PASSAGE FOR REVIEW ::
● ● ● ● ●

Six Provocations for Big Data

The era of “Big Data” has begun. Computer scientists, physicists, economists, mathematicians, political scientists, bio-informaticists, sociologists, and many others are clamoring for access to the massive quantities of information produced by and about people, things, and their interactions. Diverse groups argue about the potential benefits and costs of analyzing information from Twitter, Google, Verizon, 23andMe, Facebook, Wikipedia, and every space where large groups of people leave digital traces and deposit data. Significant questions emerge. Will large-scale analysis of DNA help cure diseases? Or will it usher in a new wave of medical inequality? Will data analytics help make people’s access to information more efficient and effective? Or will it be used to track protesters in the streets of major cities? Will it transform how we study human communication and culture, or narrow the palette of research options and alter what ‘research’ means? Some or all of the above?

Kate Crawford and I decided to sit down and interrogate some of the assumptions and biases embedded into the rhetoric surrounding “Big Data.” The resulting piece – “Six Provocations for Big Data” – offers a multi-discplinary social analysis of the phenomenon with the goal of sparking a conversation. This paper is intended to be presented as a keynote address at the Oxford Internet Institute’s 10th Anniversary “A Decade in Internet Time” Symposium.

● ● ● ● ●

PROBLEM TO WORK ON ::
Please return the full text on Big Data word for word. The records that come next are separate material, not part of the text on Big Data.

Data records ::
● ● ● ● ●

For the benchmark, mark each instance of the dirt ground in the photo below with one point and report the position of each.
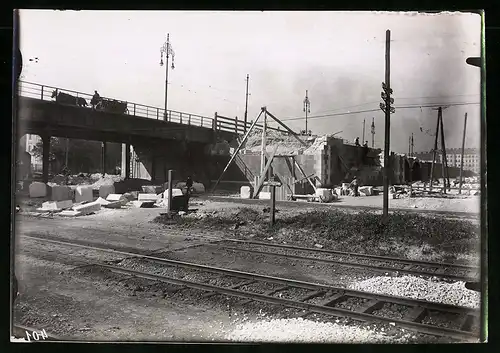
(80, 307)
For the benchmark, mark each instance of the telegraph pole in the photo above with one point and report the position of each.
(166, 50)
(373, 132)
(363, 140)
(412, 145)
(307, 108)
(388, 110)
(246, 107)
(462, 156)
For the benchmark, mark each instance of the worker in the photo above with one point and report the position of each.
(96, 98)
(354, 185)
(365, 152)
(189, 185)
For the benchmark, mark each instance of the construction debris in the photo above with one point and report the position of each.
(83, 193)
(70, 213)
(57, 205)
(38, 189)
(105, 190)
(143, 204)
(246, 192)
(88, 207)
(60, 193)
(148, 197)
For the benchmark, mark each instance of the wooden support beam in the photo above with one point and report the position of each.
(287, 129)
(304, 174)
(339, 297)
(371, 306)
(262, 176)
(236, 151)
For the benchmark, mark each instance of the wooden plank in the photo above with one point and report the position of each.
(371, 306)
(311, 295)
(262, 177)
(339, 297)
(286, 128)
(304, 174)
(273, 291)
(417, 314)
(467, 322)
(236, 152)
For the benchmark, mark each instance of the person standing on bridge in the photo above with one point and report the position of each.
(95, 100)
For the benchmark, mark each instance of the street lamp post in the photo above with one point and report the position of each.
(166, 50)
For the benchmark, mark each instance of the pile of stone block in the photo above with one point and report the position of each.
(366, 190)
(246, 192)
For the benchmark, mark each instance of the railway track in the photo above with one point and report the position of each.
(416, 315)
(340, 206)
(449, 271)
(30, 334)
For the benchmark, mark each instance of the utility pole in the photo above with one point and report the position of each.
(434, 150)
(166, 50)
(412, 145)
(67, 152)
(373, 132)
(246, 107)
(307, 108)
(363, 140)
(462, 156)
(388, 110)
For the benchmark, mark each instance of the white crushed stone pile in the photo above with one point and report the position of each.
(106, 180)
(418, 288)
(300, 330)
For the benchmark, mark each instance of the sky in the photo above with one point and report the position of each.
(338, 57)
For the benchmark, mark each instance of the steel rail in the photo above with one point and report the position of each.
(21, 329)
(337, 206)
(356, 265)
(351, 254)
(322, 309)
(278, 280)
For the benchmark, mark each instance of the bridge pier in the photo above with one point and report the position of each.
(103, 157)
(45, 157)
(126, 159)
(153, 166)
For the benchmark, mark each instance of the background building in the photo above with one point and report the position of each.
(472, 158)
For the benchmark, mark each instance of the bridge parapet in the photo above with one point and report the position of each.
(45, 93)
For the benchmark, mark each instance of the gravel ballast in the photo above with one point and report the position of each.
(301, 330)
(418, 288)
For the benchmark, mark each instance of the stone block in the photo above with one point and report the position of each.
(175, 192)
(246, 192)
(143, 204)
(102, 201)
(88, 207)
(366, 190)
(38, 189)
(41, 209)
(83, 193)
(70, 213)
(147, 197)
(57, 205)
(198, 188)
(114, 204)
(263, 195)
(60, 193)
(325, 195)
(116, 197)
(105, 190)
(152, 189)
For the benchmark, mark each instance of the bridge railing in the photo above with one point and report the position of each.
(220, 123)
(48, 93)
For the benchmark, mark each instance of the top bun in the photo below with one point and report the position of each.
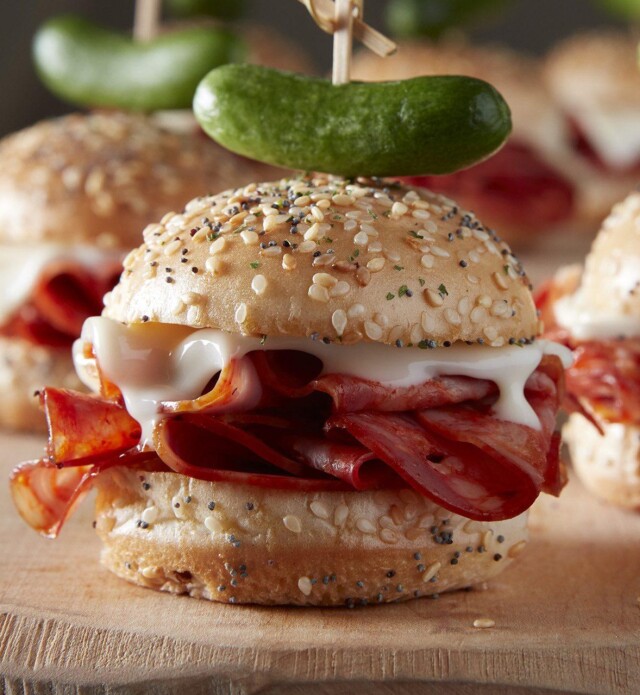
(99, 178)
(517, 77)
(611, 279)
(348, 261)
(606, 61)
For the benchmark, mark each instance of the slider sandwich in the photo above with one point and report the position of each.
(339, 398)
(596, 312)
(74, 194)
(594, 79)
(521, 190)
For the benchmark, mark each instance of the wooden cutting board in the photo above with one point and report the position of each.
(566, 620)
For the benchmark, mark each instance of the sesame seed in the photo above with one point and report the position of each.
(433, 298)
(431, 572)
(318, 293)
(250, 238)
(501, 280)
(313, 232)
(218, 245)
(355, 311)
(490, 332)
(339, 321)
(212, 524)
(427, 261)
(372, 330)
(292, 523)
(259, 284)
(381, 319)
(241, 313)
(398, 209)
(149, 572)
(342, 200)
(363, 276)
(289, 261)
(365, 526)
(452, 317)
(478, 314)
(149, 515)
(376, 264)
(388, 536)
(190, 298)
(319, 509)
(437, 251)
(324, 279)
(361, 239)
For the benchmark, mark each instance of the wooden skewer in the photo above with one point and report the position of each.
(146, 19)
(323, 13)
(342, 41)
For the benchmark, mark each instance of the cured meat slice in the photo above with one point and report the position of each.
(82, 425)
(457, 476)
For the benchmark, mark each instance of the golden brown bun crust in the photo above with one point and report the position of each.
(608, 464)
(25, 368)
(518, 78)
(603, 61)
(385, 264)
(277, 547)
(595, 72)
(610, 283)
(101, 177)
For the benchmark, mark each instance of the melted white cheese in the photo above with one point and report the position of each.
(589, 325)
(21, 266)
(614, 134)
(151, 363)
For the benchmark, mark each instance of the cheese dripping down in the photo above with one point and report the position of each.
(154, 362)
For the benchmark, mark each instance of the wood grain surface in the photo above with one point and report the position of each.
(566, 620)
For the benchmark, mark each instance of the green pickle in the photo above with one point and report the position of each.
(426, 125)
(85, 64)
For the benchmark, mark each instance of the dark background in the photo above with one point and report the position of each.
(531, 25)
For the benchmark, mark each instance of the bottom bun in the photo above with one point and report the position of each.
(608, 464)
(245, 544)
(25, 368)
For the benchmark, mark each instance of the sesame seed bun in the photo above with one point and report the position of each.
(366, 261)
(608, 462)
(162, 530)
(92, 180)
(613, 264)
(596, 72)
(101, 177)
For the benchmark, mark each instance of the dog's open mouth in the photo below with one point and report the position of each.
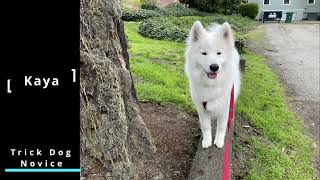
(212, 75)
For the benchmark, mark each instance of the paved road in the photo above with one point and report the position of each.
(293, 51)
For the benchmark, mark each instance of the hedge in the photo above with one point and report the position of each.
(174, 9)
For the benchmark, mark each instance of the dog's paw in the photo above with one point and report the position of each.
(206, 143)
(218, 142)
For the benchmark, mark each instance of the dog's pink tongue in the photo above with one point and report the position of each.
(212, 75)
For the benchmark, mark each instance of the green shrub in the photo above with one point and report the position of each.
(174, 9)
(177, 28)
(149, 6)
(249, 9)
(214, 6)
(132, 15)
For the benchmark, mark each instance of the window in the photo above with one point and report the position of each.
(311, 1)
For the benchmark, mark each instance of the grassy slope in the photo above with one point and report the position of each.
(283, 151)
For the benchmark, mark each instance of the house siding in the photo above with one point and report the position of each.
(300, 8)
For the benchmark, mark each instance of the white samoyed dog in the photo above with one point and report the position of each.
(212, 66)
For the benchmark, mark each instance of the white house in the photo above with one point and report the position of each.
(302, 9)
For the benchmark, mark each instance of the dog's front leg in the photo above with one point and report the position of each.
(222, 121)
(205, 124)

● ● ● ● ●

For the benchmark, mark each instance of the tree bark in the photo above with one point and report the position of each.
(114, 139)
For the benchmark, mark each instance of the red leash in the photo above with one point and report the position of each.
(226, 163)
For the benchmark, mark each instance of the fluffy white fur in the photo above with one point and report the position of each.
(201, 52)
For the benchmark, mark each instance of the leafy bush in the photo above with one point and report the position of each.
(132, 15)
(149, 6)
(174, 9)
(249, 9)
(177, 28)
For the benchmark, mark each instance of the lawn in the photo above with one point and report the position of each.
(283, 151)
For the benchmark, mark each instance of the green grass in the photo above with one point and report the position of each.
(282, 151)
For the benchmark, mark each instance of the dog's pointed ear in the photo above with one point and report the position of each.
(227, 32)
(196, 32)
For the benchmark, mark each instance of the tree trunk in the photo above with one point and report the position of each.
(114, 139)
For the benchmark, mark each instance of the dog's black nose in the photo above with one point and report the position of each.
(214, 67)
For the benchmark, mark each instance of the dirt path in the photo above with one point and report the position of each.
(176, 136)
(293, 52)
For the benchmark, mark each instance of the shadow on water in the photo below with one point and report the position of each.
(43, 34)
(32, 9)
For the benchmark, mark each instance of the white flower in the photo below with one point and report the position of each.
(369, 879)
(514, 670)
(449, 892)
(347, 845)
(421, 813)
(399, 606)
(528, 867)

● ● ● ● ●

SOLUTION BELOW ::
Six Provocations for Big Data

The era of “Big Data” has begun. Computer scientists, physicists, economists, mathematicians, political scientists, bio-informaticists, sociologists, and many others are clamoring for access to the massive quantities of information produced by and about people, things, and their interactions. Diverse groups argue about the potential benefits and costs of analyzing information from Twitter, Google, Verizon, 23andMe, Facebook, Wikipedia, and every space where large groups of people leave digital traces and deposit data. Significant questions emerge. Will large-scale analysis of DNA help cure diseases? Or will it usher in a new wave of medical inequality? Will data analytics help make people’s access to information more efficient and effective? Or will it be used to track protesters in the streets of major cities? Will it transform how we study human communication and culture, or narrow the palette of research options and alter what ‘research’ means? Some or all of the above?

Kate Crawford and I decided to sit down and interrogate some of the assumptions and biases embedded into the rhetoric surrounding “Big Data.” The resulting piece – “Six Provocations for Big Data” – offers a multi-discplinary social analysis of the phenomenon with the goal of sparking a conversation. This paper is intended to be presented as a keynote address at the Oxford Internet Institute’s 10th Anniversary “A Decade in Internet Time” Symposium.